▶ **PROBLEMS AND TASKS**:
1. Retype the entries below word for word, from the line containing "493, row 168." through the line containing "column 203, row 91", including both of those lines.
2. Continue the farm post about the bear and the confined hens from where it stops.

▶ **EXCERPT TO READ**:
********
A couple of days ago we captured a swarm of honey bees and installed them in our top bar bee hive because the bees that occupied that hive this winter had disappeared. We were very hopeful that our new bees would make our empty hive their home. Unfortunately, that evening a bear decided that honey should be on the menu. The bear did not disturb the top bar hive, but knocked over our Langstroth hive and tore off the bottom board damaging a number of the frames in the lower brood chamber. In the ensuing chaos the newly installed swarm vacated the top bar hive. We don't know if the queen of the Langstroth hive survived the attack. We made some expedient repairs to the hive in preparation for some below freezing overnight temps and we ran some electric fence wire around the hive enclosure to deter Baloo the Bear from making our hives a nightly snack.
There are many advantages to living adjacent to thousands of acres of State Forest and there are a few disadvantages. While we enjoy sharing the space with a wide range of Mother Nature's incredible creatures, we'd rather observe them at a bit more of a distance.
Here is our hive enclosure before the attack. It is a 6' chainlink fence dog kennel, but the gate was unsecured and Baloo used the gate to gain entry. The Langstroth hive is on the right in this photo and you can see the white rope that is tied around both hives. This was effective in keeping the hive together and preventing a total loss. Baloo did not untie or tear the cord, but instead overturned the hive and tore open the screened bottom board. From there he had access to the lower brood chamber. This entire enclosure is now surrounded by two electrified wires.
Normally Shade Stone Farm's chicken flock free ranges over the grounds with no restrictions. However, the last few days we have been doing some Spring cleaning. With the large animals out on pasture we took the opportunity to clean out the barn, Pig Palace, and Chicken Castle.
It seems this Spring clean-up confused out birds as they started laying eggs in various places other than the nest boxes. While we enjoy a good Easter Egg hunt, looking for their new hiding spots each day is not optimum.
So, for the next few days our hens are confined to the Chicken Castle until the afternoon (after they have all laid their eggs). Hopefully this will "reset" them and get them to lay in the nest boxes which are safely contained in the Chicken Castle.
********
▶ **TASK MATERIAL**:

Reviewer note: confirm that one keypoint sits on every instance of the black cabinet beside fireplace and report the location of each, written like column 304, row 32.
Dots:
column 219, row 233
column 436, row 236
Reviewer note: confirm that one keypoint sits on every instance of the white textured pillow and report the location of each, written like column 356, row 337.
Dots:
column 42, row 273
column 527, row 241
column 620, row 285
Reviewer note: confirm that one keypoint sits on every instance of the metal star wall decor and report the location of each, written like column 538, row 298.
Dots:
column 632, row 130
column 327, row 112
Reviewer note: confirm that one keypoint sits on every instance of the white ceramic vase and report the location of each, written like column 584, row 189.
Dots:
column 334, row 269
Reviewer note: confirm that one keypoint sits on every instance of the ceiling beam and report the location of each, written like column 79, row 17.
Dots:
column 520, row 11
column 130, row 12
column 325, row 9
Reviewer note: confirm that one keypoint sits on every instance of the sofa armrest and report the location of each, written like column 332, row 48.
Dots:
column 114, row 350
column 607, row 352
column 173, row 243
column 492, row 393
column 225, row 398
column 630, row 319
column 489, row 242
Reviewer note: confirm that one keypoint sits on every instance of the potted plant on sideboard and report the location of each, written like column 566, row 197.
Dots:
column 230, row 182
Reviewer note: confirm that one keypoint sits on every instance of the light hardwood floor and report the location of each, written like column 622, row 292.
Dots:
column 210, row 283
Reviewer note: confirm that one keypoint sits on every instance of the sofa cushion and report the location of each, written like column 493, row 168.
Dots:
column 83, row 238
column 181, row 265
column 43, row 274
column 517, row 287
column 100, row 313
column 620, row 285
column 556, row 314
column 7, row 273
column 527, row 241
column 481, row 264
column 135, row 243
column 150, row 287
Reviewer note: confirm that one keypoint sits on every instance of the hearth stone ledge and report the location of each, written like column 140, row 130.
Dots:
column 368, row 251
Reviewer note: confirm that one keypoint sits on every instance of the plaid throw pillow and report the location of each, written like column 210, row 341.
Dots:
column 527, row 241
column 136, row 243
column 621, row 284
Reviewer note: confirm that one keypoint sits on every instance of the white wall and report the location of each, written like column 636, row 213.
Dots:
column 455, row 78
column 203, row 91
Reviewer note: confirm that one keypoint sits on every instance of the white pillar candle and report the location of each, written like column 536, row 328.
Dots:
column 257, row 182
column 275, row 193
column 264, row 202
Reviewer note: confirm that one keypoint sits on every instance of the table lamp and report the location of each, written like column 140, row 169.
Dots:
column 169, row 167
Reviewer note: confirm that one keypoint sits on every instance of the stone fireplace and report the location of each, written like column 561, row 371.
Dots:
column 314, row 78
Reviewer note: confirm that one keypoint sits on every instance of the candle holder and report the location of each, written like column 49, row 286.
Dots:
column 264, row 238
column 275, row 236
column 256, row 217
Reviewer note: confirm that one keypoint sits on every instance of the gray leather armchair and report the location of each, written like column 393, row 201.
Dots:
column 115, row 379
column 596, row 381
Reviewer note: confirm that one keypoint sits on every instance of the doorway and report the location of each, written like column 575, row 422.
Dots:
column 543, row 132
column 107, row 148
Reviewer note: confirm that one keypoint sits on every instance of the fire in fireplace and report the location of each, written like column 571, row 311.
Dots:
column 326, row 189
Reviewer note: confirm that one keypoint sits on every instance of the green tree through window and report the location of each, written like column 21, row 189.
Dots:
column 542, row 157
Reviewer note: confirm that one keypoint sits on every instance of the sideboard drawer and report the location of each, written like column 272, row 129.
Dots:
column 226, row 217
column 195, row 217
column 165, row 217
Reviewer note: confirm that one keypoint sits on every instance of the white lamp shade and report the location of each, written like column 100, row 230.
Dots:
********
▶ **EXERCISE RESULTS**:
1.
Reviewer note: confirm that one keypoint sits on every instance of the sofa cushion and report the location of each, written like column 493, row 168.
Dots:
column 83, row 238
column 181, row 265
column 43, row 274
column 517, row 287
column 100, row 313
column 620, row 285
column 556, row 314
column 7, row 273
column 527, row 241
column 481, row 264
column 135, row 243
column 150, row 287
Reviewer note: confirm that one keypoint sits on every instance of the hearth stone ledge and report the location of each, written like column 140, row 130.
Dots:
column 368, row 251
Reviewer note: confirm that one keypoint sits on every instance of the plaid throw pillow and report the location of each, written like column 210, row 341.
Dots:
column 527, row 241
column 136, row 243
column 621, row 284
Reviewer note: confirm that one keypoint sits on every instance of the white wall and report the location of each, written like column 636, row 213.
Dots:
column 455, row 78
column 203, row 91

2.
The Chicken Castle is on the left side of this outbuilding. The Pig Palace is on the right side. If you look closely you can see Piggy Smalls looking out of his covered door.
This is the inside of the Chicken Castle. Normally the automatic door at the back opens and closes based on the amount of light outside, but today the sensor is covered and the girls are staying indoors.
Two of the ladies (they are all Red Sex Link hens) are deciding which next box they would like to use. You can see their evening roost and watering device in this photo as well.
We can access the nest boxes from the "people side" of the outbuilding. This allows us to gather the eggs while we are feeding the rabbits, cats and pigs and without entering the Chicken Castle.
Our ladies have multiple body guards. Our Redbone Coonhound, Maggie, patrols outside the fenced area and does a good job of keeping raccoons at bay. Inside the fence Piggy Smalls and Clyde, our potbellied pigs, may intimidate some predators, but as you can tell by the smile, they are really friendly guys.
After spending the winter months dining on chemical free hay, our Katahdin sheep and Jersey cattle were thrilled to graze fresh spring pasture.
Shade Stone Farm's hops are off to a good start. You can see the bines beginning their journey up the ropes.
Early morning mist blankets Shade Mountain in the background. You can see the light green blooms of our maple trees coming down from the mountain toward the house. On the left side of the photo you can see the white and pink blooms of our newest trees--the orchard!
Here's a closer view of the newly planted orchard. It consists of two types of apple trees, two types of cherry trees, two types of pear trees and one type of peach trees. The narrow straw lined bed is our asparagus.
Shade Stone Farm's herb garden received its first plants yesterday. Let's hope Spring's promise of new life will encourage our herbs to flourish.
Rosebud is doing great fitting in on the farm. She is making friends with the other animals and has captured the hearts of our children completely.
She's very huggable!
Our daughter didn't want to be away from Rosebud, so she elected to sleep in the barn with her! She didn't spend the whole night there as the cows made too much noise, but she did learn how sheep and cows sleep.